*** Extracted records ***

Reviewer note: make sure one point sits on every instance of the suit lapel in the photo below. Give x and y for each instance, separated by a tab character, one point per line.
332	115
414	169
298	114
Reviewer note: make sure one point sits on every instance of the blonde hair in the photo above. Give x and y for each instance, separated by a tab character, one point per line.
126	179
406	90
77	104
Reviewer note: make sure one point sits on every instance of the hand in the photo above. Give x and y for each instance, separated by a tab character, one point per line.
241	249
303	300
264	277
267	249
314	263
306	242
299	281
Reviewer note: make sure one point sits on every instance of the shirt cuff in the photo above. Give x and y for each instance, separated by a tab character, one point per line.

*** End of Extracted records ***

* What you have to do:
Write out each entry exactly, and omit nothing.

* Task answer:
Reviewer note: make sure one point sits on every instance of the suit lapel in the photo below. Give x and y for each instance, separated by a tab character, one point per line.
332	115
414	169
298	114
Reviewer note: make sure one point sits on every instance of the blonde hair in the photo above. Give x and y for each instance, separated by a tab character, one point per line.
126	179
406	90
77	104
Reviewer note: make sure one point sits on every instance of the hand in the photo above. Give x and y for each instance, separated by a tab character, one point per line.
241	249
303	300
264	277
267	249
314	263
306	242
299	281
Reviewer note: make sure one point sits on every instance of the shirt cuff in the photo above. Give x and y for each instance, separated by a tab character, one point per line.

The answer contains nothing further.